Look through the entries that follow and return each line that has the string "orange".

::::::

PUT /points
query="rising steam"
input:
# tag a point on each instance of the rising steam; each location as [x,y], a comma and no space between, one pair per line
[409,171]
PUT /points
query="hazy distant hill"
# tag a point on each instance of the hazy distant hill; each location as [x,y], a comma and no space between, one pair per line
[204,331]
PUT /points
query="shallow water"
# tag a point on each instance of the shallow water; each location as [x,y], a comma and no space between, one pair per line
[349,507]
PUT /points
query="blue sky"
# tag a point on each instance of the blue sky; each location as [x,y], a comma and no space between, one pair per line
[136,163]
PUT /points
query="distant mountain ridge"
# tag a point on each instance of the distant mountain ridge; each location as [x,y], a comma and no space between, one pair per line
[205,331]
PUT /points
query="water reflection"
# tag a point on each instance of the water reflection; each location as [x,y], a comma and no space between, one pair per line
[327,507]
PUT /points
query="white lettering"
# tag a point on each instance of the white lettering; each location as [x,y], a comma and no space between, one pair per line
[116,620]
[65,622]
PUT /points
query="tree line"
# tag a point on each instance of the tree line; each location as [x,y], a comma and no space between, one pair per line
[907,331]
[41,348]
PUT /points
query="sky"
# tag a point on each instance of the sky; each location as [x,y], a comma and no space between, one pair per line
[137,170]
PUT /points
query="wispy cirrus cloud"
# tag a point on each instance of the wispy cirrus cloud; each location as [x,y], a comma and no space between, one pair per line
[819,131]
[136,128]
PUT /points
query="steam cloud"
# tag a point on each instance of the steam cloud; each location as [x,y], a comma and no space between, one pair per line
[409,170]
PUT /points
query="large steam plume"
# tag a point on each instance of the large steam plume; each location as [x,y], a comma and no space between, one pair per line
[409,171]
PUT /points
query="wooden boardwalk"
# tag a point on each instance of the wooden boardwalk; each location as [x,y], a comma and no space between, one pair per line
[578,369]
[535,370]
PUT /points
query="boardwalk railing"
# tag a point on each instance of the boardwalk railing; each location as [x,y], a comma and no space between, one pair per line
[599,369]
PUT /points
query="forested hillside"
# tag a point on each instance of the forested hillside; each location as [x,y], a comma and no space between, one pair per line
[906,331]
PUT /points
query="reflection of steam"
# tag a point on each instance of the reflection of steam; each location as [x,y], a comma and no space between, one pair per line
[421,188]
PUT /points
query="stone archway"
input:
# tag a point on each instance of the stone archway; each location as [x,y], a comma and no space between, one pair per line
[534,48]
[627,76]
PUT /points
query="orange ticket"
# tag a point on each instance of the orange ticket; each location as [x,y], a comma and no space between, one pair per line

::::::

### Result for this exercise
query="orange ticket"
# tag a point on each instance of the orange ticket; each location as [x,y], a comma and no space between, one pair per line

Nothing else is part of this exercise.